WHAT TO PRODUCE:
Each line of the listing below containing the word "every" should be returned.

::::

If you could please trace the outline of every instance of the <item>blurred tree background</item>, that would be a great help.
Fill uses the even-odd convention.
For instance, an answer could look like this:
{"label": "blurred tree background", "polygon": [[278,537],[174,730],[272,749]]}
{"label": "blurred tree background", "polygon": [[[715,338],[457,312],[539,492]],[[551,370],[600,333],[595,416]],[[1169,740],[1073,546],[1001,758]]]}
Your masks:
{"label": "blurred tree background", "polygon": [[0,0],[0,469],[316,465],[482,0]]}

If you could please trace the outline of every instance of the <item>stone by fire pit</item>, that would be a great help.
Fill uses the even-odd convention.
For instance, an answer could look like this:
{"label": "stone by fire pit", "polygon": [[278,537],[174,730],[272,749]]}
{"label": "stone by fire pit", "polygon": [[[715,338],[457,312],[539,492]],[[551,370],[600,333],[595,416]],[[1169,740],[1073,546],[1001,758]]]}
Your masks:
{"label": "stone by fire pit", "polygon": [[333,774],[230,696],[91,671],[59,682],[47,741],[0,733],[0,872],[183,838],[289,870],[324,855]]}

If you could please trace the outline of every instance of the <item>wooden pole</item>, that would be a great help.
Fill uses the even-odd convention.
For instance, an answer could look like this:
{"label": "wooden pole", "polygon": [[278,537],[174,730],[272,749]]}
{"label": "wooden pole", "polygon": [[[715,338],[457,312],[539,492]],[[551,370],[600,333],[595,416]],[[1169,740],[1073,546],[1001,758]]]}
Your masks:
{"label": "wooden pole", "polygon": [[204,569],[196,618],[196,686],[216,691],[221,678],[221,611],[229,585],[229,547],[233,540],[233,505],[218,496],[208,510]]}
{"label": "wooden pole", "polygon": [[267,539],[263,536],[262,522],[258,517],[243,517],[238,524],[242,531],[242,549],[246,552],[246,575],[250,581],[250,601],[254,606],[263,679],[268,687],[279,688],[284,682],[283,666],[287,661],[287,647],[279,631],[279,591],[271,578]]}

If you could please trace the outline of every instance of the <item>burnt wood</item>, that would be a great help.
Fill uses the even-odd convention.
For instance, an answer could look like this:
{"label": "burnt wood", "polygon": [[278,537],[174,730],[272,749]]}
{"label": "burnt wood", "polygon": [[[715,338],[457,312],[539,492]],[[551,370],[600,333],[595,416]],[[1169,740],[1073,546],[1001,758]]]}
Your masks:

::::

TASK ANSWER:
If you could please trace the outline of every instance of the <item>blurred tree background</item>, that would be a great help.
If you could please trace the outline of every instance of the <item>stone by fire pit</item>, that would be a great help.
If you could please trace the outline of every instance of the <item>wooden pole</item>, that would be a great help.
If you could please trace the outline of every instance of the <item>burnt wood</item>, that would be a great help.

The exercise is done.